Directions: Exactly the lines from the one containing "Objective — for every instance of the blurred" through the end of the data below are to be reproduced, and nothing besides them.

(Photo object pointing records)
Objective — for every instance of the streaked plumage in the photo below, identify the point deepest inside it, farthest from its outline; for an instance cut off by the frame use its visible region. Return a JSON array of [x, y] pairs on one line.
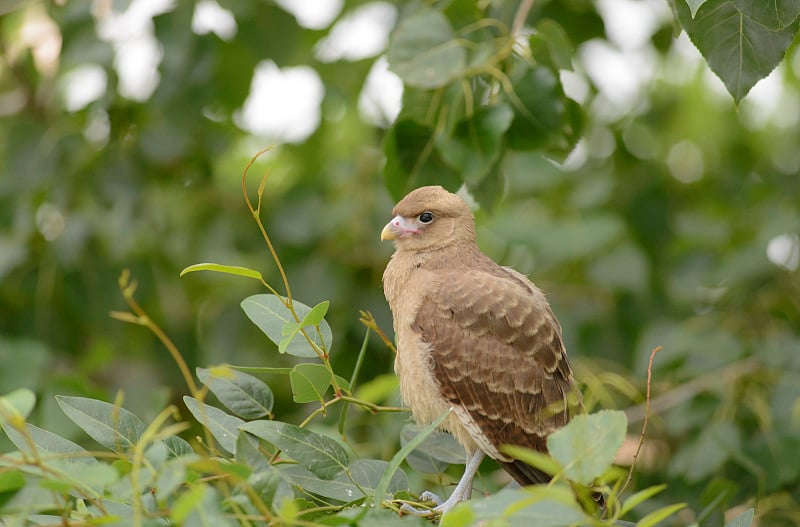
[[472, 335]]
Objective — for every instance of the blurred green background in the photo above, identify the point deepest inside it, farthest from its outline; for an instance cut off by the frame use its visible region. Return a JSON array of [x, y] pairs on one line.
[[675, 222]]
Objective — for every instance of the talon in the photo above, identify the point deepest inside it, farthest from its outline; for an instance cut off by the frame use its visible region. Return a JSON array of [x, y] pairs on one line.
[[430, 496], [417, 512]]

Complete response:
Objective — for every instance of the blurred green background in the photo above, identify the point deepest inside it, farthest from its outline; for an instance cut off by the frame use its visible region. Return a JSON array of [x, y] pairs on one line.
[[675, 222]]
Objective — for every instance of the talon in the photo above, identify the point deepest inside it, farthest from its outline; for an instance cut off by the frame use its visible region. Return a JSON array of [x, y] pairs on one line.
[[430, 496], [417, 512]]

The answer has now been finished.